====== Data section
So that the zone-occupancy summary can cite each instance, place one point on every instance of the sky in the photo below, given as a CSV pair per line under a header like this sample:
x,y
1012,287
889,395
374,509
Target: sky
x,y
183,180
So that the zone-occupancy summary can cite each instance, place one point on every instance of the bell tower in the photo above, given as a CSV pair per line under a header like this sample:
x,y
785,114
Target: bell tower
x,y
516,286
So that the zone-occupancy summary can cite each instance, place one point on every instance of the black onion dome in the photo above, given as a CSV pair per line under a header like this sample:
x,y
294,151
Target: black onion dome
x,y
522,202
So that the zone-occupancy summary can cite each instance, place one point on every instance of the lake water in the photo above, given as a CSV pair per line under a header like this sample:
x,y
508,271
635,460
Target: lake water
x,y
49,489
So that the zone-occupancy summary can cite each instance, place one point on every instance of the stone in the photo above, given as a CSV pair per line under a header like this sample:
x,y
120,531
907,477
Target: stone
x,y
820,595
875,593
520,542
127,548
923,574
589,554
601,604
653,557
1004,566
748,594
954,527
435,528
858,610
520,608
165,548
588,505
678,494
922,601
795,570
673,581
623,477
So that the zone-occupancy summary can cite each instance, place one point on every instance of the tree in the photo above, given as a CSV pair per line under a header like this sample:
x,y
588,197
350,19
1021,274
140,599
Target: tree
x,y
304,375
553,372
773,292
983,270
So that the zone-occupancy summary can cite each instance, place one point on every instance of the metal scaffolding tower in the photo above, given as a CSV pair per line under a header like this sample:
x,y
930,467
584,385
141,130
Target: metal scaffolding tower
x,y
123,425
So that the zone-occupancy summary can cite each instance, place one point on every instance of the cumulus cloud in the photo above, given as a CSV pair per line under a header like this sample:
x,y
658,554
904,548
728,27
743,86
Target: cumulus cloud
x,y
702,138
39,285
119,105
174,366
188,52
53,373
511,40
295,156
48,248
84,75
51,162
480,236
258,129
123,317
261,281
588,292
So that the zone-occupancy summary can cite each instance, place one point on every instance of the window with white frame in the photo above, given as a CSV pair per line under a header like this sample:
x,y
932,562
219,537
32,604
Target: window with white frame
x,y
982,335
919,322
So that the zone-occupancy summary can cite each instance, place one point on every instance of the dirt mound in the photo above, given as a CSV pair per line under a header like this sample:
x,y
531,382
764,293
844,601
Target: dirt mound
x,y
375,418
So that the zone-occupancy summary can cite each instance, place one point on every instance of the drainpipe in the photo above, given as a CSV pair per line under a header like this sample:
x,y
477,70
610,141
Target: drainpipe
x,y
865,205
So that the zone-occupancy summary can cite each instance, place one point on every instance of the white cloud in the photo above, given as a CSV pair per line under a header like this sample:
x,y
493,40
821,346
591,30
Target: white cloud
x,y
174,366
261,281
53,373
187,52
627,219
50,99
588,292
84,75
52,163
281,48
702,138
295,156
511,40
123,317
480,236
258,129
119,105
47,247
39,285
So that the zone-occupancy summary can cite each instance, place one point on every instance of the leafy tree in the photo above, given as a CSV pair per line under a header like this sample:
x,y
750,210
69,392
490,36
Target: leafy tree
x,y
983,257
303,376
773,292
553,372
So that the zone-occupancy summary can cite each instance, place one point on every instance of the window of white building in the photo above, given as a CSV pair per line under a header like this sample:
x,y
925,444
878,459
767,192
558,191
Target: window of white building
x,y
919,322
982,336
============
Exercise brief
Look back at the records above. Repeat all of them exactly.

Written response
So that the zone-occupancy summary can cite each instance, place one point on every instance of the sky in the photo below, given as a CSV pair per line under a header like this sample:
x,y
1012,287
889,395
374,509
Target: sky
x,y
183,180
So that the zone-occupancy summary can cite each instance, place one point on every instance of the bell tower in the photo above, given as a CSV pair per line under a header like this sample:
x,y
785,114
Target: bell tower
x,y
516,286
So that the zone-occupancy summary can cite each instance, place one point on every instance of the black onion dome in the photo above, given as a CSV pair per line under a header like this sample:
x,y
294,151
Target: black onion dome
x,y
522,202
So that the zone-occupancy summary can cite each instance, place one point on every instance of the lake water in the photo above, given as a CSV pair per line under a header like this sample:
x,y
508,271
635,460
Target: lake water
x,y
49,489
So that the zone-occupancy summary can cite each instance, place one point on every instance of the stone in the photo above, given as a CSV pair per line under a header like this sample:
x,y
120,531
907,477
Target: stone
x,y
820,595
875,593
520,542
127,548
923,574
589,554
601,604
653,557
1004,566
748,594
954,527
435,528
858,610
520,608
165,548
588,505
678,494
922,601
795,570
673,581
623,477
So that the zone-occupancy summary can cite each instance, place one point on every instance of the tree in the photo above, given as a CSV pair per line under a header like this sample:
x,y
588,197
350,19
1021,274
140,599
Target: tree
x,y
304,375
553,372
773,292
983,270
So that the zone-occupancy summary can cite each instance, place one point on every instance of the metal scaffolding tower in the photo above, given as a CSV pair per line under a header like this sample:
x,y
930,467
584,385
141,130
Target: metal scaffolding tower
x,y
123,425
So that the zone-occupancy summary can cite each instance, place one point on every instance of the cumulus cloud in the photo above, given as a CSV pair per line under a header like this sample:
x,y
658,554
904,548
728,27
743,86
Target: cumulus cloud
x,y
702,138
39,285
119,105
174,366
188,52
53,373
511,40
295,156
48,248
84,75
51,162
480,236
258,129
123,317
261,281
588,292
So that the zone-occupancy summary can cite each instance, place one point on every instance of the window with white frame in the photo above, given as a CSV pair per line under a header like this sample:
x,y
932,562
219,537
32,604
Target: window with white frame
x,y
982,335
919,322
So that the zone-occupancy summary can cite each instance, place one point on every instance of the dirt mound in the photo above, given as a CSV pair per line under a header like this sample:
x,y
531,382
764,293
844,601
Target: dirt mound
x,y
375,418
So that the zone-occupancy summary can cite each instance, place one point on every instance of the drainpipe in the photo above, given as a CSV pair per line under a header like this sample:
x,y
477,70
610,141
Target: drainpipe
x,y
865,205
So that the zone-occupancy summary can cite each instance, place one point on every instance of the white cloud in the photo above, given as a CSV pair per line under a header like this sample:
x,y
493,40
821,346
591,30
Target: white cloud
x,y
174,366
261,281
53,373
187,52
627,219
50,99
588,292
84,75
52,163
281,48
702,138
295,156
511,40
123,317
480,236
258,129
119,105
47,247
39,285
So that the zone-occupancy summary can cite each instance, place one point on every instance of the leafy tree in the photo above, given as a CSV pair per line under a header like this sample:
x,y
750,210
69,392
490,36
Target: leafy tree
x,y
983,257
303,376
773,292
553,372
So that the zone-occupancy summary can cite each instance, place one point on every instance of the window of white building in the photo above, given as a CSV pair per line under a header like this sample:
x,y
925,444
878,459
767,192
558,191
Target: window of white building
x,y
919,322
982,336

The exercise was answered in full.